Job: Arrange the lines of the records from the line with "blue scoreboard sign?" up to and including the line with "0,136 -> 207,198" as a Markdown table with the columns Row and Record line, leaving out blank lines.
─── Provided entries ───
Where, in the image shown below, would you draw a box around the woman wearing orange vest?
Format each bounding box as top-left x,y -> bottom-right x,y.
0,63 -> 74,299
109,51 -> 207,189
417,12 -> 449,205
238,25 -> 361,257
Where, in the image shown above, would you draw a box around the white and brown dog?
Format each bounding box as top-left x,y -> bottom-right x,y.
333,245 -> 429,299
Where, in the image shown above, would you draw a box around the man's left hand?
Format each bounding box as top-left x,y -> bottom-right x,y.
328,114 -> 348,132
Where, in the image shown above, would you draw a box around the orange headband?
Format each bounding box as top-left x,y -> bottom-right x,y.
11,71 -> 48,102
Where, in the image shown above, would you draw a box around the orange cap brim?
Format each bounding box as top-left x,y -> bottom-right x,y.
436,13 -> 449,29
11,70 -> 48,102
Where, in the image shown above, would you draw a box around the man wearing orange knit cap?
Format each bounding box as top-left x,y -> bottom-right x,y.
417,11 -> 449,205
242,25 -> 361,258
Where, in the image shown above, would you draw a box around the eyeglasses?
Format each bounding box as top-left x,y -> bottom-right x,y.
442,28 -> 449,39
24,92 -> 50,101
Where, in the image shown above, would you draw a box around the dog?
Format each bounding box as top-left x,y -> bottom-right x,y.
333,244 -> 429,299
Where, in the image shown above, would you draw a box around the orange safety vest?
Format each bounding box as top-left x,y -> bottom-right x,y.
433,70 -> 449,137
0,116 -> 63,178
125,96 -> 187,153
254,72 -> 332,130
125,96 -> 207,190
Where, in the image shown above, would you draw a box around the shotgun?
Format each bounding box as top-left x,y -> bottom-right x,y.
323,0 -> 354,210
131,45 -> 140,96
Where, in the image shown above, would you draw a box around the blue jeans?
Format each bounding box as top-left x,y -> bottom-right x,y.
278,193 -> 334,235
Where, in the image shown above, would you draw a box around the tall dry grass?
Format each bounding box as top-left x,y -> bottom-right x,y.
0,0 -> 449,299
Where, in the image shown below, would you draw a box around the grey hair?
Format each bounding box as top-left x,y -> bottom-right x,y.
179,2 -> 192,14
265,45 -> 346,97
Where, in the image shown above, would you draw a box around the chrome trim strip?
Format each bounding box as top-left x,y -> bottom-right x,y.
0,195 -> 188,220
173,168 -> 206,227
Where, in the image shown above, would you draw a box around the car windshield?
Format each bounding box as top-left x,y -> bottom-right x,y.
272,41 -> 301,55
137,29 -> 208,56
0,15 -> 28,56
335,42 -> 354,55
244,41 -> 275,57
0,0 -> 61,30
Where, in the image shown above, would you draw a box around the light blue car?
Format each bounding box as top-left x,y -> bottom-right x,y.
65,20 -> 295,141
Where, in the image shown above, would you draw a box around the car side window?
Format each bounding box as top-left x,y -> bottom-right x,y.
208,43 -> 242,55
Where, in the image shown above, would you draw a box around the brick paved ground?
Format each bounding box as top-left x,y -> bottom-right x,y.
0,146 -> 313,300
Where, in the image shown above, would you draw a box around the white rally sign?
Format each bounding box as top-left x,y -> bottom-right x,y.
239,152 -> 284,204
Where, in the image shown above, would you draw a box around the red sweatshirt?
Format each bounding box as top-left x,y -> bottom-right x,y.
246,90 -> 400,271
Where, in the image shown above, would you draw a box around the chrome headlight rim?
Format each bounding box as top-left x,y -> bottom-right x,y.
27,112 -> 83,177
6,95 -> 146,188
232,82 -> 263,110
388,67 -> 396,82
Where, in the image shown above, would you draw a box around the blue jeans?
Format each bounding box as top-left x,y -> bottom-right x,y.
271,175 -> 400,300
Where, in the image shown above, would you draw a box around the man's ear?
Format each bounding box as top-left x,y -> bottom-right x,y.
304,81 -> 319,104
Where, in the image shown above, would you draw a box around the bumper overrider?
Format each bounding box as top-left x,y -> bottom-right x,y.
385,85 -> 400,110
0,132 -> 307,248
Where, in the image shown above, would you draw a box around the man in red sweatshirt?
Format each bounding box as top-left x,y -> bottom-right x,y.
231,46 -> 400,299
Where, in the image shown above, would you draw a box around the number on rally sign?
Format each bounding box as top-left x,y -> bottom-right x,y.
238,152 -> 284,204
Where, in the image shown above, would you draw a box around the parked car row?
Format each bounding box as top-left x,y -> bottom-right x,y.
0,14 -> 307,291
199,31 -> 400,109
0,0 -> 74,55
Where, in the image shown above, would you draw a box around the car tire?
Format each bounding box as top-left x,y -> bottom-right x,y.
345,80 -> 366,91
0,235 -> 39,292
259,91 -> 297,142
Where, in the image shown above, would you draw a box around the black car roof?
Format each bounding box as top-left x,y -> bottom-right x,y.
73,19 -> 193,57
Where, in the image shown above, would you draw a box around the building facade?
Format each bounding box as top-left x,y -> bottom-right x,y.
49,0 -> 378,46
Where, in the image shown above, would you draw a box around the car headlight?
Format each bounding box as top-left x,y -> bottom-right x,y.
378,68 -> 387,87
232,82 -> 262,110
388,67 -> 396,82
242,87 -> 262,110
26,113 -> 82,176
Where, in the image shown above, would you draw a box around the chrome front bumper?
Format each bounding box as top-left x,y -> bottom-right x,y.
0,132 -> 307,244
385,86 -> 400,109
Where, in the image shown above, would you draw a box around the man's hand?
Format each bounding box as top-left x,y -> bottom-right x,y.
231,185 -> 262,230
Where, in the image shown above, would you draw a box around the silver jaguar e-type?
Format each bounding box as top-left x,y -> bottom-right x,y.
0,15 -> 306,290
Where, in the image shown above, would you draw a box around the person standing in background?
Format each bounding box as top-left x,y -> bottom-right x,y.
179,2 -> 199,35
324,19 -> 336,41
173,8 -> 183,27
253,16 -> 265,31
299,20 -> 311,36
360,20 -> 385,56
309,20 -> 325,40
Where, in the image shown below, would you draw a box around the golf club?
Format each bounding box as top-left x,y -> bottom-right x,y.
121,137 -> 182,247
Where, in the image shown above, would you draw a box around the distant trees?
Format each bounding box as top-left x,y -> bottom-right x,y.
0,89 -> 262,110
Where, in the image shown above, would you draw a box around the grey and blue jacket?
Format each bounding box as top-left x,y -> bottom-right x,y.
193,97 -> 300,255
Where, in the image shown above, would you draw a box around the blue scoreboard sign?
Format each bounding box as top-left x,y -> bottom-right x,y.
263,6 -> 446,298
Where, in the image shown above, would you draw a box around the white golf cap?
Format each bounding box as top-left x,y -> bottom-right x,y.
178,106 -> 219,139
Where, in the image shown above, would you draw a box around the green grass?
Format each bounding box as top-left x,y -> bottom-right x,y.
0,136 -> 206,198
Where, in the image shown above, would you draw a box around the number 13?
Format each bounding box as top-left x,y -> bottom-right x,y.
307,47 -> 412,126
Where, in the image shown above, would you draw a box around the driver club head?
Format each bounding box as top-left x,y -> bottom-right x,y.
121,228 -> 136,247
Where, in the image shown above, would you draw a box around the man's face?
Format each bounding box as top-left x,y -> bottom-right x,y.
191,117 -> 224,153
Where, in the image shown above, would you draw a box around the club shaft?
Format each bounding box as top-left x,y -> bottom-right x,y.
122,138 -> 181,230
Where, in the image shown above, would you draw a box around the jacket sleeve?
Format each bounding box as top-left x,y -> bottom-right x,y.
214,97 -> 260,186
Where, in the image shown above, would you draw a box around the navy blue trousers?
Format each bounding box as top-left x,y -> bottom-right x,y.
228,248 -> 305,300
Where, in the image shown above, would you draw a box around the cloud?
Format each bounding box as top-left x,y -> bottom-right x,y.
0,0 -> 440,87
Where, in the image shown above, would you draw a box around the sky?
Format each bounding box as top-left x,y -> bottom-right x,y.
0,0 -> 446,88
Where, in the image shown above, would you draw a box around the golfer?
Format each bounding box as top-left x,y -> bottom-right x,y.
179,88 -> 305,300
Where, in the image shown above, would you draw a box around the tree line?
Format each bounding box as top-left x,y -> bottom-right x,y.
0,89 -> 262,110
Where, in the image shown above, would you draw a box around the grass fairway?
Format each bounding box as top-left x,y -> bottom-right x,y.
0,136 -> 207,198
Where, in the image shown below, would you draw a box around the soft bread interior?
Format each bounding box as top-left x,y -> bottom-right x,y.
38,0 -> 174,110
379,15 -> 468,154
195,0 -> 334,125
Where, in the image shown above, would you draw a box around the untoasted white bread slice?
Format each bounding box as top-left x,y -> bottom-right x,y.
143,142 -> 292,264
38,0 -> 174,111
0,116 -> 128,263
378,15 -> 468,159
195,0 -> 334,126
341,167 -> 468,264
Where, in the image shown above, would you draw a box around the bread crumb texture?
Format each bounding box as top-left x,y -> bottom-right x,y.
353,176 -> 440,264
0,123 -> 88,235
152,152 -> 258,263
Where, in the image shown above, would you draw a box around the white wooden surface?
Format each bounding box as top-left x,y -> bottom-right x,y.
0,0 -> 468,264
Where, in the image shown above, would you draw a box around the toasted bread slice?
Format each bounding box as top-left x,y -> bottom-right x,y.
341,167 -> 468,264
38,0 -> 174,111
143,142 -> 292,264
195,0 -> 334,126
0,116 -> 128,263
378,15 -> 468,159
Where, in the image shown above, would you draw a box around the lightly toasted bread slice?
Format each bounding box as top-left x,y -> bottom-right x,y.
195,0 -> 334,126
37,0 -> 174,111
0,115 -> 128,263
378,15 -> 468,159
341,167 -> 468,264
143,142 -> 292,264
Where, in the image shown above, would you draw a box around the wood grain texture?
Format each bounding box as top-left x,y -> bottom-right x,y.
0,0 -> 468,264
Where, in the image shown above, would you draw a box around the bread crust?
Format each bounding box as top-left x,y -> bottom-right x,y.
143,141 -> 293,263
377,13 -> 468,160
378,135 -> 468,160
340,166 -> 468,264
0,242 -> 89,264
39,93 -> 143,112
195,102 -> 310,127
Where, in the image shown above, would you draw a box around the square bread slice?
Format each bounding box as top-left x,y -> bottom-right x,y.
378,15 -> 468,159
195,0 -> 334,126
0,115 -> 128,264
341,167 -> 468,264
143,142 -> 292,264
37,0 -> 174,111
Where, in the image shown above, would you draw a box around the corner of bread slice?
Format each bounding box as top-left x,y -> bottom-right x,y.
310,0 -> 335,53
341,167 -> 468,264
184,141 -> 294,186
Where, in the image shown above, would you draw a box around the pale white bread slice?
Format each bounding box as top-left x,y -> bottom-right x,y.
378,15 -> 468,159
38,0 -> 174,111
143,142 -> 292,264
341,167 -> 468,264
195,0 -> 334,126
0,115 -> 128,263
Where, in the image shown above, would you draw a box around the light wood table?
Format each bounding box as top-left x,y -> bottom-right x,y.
───
Written solution:
| Row | Record line |
|---|---|
| 1 | Where, in the image shown above, would you draw a box around the blue scoreboard sign? |
| 2 | Format each bounding box as top-left x,y -> bottom-right x,y. |
| 3 | 263,6 -> 446,298 |
| 4 | Where, in the image shown above, would you draw a box around the white golf cap? |
| 5 | Format each bounding box as top-left x,y -> bottom-right x,y. |
| 6 | 178,106 -> 219,139 |
| 7 | Where, in the image shown above, would you draw a box around the green grass? |
| 8 | Format each bounding box as top-left x,y -> bottom-right x,y. |
| 9 | 0,136 -> 206,198 |
| 10 | Where, in the image shown above, would you draw a box around the number 13? |
| 11 | Format each bounding box as top-left x,y -> bottom-right x,y. |
| 12 | 307,47 -> 412,126 |
| 13 | Where, in the image shown above, would you draw a box around the driver club head? |
| 14 | Format each bounding box as top-left x,y -> bottom-right x,y. |
| 15 | 121,228 -> 136,247 |
| 16 | Where, in the image shown above, would you draw a box around the man's face? |
| 17 | Format each bounding box as top-left x,y -> bottom-right x,y. |
| 18 | 191,117 -> 224,153 |
| 19 | Where, in the image shown above, would you draw a box around the club shaft? |
| 20 | Format each bounding box as top-left x,y -> bottom-right x,y. |
| 21 | 122,138 -> 181,230 |
| 22 | Where, in the image shown above, would you draw a box around the jacket sleeve? |
| 23 | Format each bounding box as top-left x,y -> bottom-right x,y. |
| 24 | 214,97 -> 260,186 |
| 25 | Where, in the image shown above, would you draw a box around the navy blue trousers? |
| 26 | Format each bounding box as top-left x,y -> bottom-right x,y. |
| 27 | 228,248 -> 305,300 |
| 28 | Where, in the image shown above, would you draw a box around the cloud? |
| 29 | Format each bounding box as top-left x,y -> bottom-right x,y. |
| 30 | 0,0 -> 440,87 |
| 31 | Where, in the image shown above, would you draw a box around the sky? |
| 32 | Format each bounding box as top-left x,y -> bottom-right x,y. |
| 33 | 0,0 -> 446,88 |
| 34 | Where, in the image shown above, would you draw a box around the golfer? |
| 35 | Format each bounding box as top-left x,y -> bottom-right x,y. |
| 36 | 179,88 -> 305,300 |
| 37 | Where, in the image shown above, would you draw a box around the tree line? |
| 38 | Format each bounding box as top-left x,y -> bottom-right x,y. |
| 39 | 0,89 -> 262,110 |
| 40 | Where, in the image shown above, would you draw a box around the grass fairway? |
| 41 | Format each bounding box as top-left x,y -> bottom-right x,y. |
| 42 | 0,136 -> 207,198 |